**Extract:**
╔══

# photo-shoot- new blueys



## Kirby (Mar 12, 2009)

a mate brought his camera over, so we took some pics of the new blueys we got... FOR FREE !!!!! and some of the cunny and rick red bd. 

i was happy to start with that they were free... but then when they arrived... the colours!!! lol. usually easterns are fairly grey/brown with an occasional yellow orange hue.. very pleased with these kids. three of them are currently shedding... the others are in full colour r



































cunningham skinkies.... 










and the red devil


----------



## Azzajay77 (Mar 12, 2009)

They're some cute little bluey's mate where'd you get them from  

Awesome pics, love the group hug.


----------



## LullabyLizard (Mar 12, 2009)

Oooooh  Very nice!


----------



## LauraM (Mar 12, 2009)

Stunners!


----------



## Kirby (Mar 12, 2009)

Azzajay77 said:


> They're some cute little bluey's mate where'd you get them from
> 
> Awesome pics, love the group hug.



some weirdo i met on the net.. 

JOKES!!! thank you azzajay!!!  i luffs them. they are so handleable and chowing down food like no tomorrow. i 'think' we each have a male. the others female. ill keep an eye out for aggression but so far no problems. there is LOADS of shredded paper, and there lost in there all day


----------



## falconboy (Mar 12, 2009)

Wheres mine Azzajay77? I didn't know their colours were THAT good. LOL.

Sydney blueys are so boring. They breed em nice up there.


----------



## Azzajay77 (Mar 12, 2009)

lol mate i had pics on my original add they've always been stunning but their last few sheds have really brought out the colours. They are incredible compared to the mum and dad.

Feel free to put your order in for summer 

There will be more no doubt.


----------



## FAY (Mar 12, 2009)

What pretty little blueys Kirby.


----------



## falconboy (Mar 12, 2009)

╚══

**Directions:**
**a.** In the forum thread about the new blueys, how many of the blueys are said to be shedding?
**b.** From the forum thread about the new blueys, copy the part that opens with the words containing "lol mate i had" and closes with "FAY (Mar 12, 2009)", without changing any wording.
**c.** Carry on the forum thread about the new blueys from the point where it stops.

**Entries:**
╔══

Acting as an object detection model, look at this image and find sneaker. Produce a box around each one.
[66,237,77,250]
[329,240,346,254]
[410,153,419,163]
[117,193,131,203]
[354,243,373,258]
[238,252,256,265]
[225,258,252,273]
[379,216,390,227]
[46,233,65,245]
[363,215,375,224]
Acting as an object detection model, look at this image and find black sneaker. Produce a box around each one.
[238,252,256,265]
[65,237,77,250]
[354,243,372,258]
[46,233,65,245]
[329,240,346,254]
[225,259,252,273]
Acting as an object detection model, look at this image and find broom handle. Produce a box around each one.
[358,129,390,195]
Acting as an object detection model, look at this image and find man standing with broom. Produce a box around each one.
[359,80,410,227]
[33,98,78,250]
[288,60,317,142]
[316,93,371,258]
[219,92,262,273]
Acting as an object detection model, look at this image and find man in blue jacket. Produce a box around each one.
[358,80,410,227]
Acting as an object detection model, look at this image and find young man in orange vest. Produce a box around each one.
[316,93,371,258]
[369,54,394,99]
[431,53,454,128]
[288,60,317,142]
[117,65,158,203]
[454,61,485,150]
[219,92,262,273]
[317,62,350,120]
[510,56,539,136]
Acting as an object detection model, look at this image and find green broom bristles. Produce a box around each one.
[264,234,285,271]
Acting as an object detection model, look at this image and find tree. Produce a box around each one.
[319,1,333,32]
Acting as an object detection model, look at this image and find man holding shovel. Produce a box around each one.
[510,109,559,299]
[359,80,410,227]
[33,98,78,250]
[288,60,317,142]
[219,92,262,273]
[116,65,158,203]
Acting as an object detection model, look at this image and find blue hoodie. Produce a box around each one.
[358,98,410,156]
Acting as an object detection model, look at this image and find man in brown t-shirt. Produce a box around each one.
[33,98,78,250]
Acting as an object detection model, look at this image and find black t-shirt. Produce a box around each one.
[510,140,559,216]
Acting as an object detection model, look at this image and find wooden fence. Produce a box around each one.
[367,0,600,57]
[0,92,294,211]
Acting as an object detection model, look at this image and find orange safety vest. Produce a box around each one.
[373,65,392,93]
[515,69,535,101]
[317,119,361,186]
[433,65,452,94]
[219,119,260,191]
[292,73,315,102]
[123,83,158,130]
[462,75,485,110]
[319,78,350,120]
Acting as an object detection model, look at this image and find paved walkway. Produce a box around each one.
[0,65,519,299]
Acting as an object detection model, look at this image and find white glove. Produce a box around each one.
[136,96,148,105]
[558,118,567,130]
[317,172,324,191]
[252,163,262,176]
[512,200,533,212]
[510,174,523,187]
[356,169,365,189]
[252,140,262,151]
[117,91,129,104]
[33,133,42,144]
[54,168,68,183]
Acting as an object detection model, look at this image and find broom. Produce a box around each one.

╚══

**Set of answers:**
**a.** Three of them.

**b.**
lol mate i had pics on my original add they've always been stunning but their last few sheds have really brought out the colours. They are incredible compared to the mum and dad.

Feel free to put your order in for summer 

There will be more no doubt.


----------



## FAY (Mar 12, 2009)

**c.**
Ok, I'll take your next 'clutch' for free and set them up outside. I know just the spot. 

Be interesting to see if they actually dull a bit as they get older or stay this nice.


----------



## Azzajay77 (Mar 12, 2009)

I've kept one for that very reason. I want to see how the colours go aswell. My male is patchy with his colours and my female is majority black and grey so dunno where the red comes from lol.

For free i wish ... apparently i can get $40 a pop in Vic for them.


----------



## Kirby (Mar 12, 2009)

falconboy said:


> Be interesting to see if they actually dull a bit as they get older or stay this nice.



ive thought this too. at the moment they are keeping there colour when cold, and glow when warm. 

time will tell. fingers crossed.


----------



## Kirby (Mar 12, 2009)

Azzajay77 said:


> I've kept one for that very reason. I want to see how the colours go aswell. My male is patchy with his colours and my female is majority black and grey so dunno where the red comes from lol.
> 
> For free i wish ... apparently i can get $40 a pop in Vic for them.



but then theres export permit  so you might as well just give in and head them down south to Falcon and i again next season. its the easier option  ROFL. 

lets see pics of your little bluey  did you keep the brightest?


----------



## spongebob (Mar 12, 2009)

Kirby said:


> a mate brought his camera over, so we took some pics of the new blueys we got... FOR FREE !!!!! and some of the cunny and rick red bd.
> 
> 
> > It may pay you to check the meaning of your abbreviation for Cunninghams skinks to prevent offence...


----------



## Kirby (Mar 12, 2009)

spongebob said:


> It may pay you to check the meaning of your abbreviation for Cunninghams skinks to prevent offence...



this is a reptile site.


----------



## Azzajay77 (Mar 12, 2009)

Will take some pics tomorrow. It had shed, pretty sure it's a female also, don't think she's the brightest though .... 

Next clutch won't be going for free either, i'll be more organised


----------



## spongebob (Mar 12, 2009)

Kirby said:


> this is a reptile site.



Exactly


----------



## falconboy (Mar 12, 2009)

spongebob said:


> It may pay you to check the meaning of your abbreviation for Cunninghams skinks to prevent offence...



I thought there might have been a 'T' in the name for a sec. :lol:


----------



## spongebob (Mar 12, 2009)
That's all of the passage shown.